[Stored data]
════

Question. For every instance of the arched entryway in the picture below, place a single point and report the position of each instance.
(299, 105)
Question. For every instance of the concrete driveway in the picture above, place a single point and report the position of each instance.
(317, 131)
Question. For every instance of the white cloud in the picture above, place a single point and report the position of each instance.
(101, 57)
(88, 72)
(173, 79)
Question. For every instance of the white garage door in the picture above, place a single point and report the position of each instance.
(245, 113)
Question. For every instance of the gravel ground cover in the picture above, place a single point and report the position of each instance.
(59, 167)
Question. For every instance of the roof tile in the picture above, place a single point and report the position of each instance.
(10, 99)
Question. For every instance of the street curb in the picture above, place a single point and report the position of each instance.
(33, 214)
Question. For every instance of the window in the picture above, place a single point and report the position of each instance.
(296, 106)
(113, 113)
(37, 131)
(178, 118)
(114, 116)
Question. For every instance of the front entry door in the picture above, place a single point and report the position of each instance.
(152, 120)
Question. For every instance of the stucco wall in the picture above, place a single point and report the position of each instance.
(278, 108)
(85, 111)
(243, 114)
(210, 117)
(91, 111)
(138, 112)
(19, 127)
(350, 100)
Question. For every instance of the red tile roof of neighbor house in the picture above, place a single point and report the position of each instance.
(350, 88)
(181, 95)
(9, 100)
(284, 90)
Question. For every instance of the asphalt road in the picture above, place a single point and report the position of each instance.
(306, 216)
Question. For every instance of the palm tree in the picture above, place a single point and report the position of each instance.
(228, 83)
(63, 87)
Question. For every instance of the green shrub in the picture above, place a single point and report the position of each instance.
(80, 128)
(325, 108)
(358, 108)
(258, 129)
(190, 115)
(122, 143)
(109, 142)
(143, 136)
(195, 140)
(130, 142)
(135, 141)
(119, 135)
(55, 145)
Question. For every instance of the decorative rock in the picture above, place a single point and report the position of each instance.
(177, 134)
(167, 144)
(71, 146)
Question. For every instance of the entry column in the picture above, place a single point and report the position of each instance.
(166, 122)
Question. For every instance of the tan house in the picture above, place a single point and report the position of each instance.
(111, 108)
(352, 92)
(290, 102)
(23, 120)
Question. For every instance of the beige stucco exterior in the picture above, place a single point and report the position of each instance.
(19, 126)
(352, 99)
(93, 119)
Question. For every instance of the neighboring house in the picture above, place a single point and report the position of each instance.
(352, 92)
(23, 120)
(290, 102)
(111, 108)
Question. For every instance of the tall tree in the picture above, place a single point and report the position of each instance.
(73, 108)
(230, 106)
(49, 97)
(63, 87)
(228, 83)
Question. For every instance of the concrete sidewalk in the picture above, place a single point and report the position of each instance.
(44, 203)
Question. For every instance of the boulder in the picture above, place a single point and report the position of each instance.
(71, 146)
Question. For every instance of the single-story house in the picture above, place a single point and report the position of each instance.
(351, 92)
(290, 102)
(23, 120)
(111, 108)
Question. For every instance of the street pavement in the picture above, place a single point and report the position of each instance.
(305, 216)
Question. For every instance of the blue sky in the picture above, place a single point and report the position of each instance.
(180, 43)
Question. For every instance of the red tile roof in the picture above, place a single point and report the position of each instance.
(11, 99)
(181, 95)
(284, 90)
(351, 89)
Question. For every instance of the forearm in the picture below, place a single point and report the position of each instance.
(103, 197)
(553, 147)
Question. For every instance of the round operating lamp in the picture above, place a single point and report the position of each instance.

════

Only the lines from the one containing "Question. For every instance of the blue" through the end of the material should be reproduced, exactly, with both ends included.

▶ **Result for this task**
Question. For every instance of the blue sky in the picture above, place a single point and report the position of each instance.
(180, 43)
Question. For every instance of the red tile roof in the picture above, place a single point and report the position of each instance.
(11, 99)
(181, 95)
(284, 90)
(351, 89)
Question. For every instance of the forearm in the picture below, place a single point and report the position of each instance.
(103, 197)
(553, 147)
Question. For every instance of the round operating lamp in the picture above, place a single point and report the position of each instance.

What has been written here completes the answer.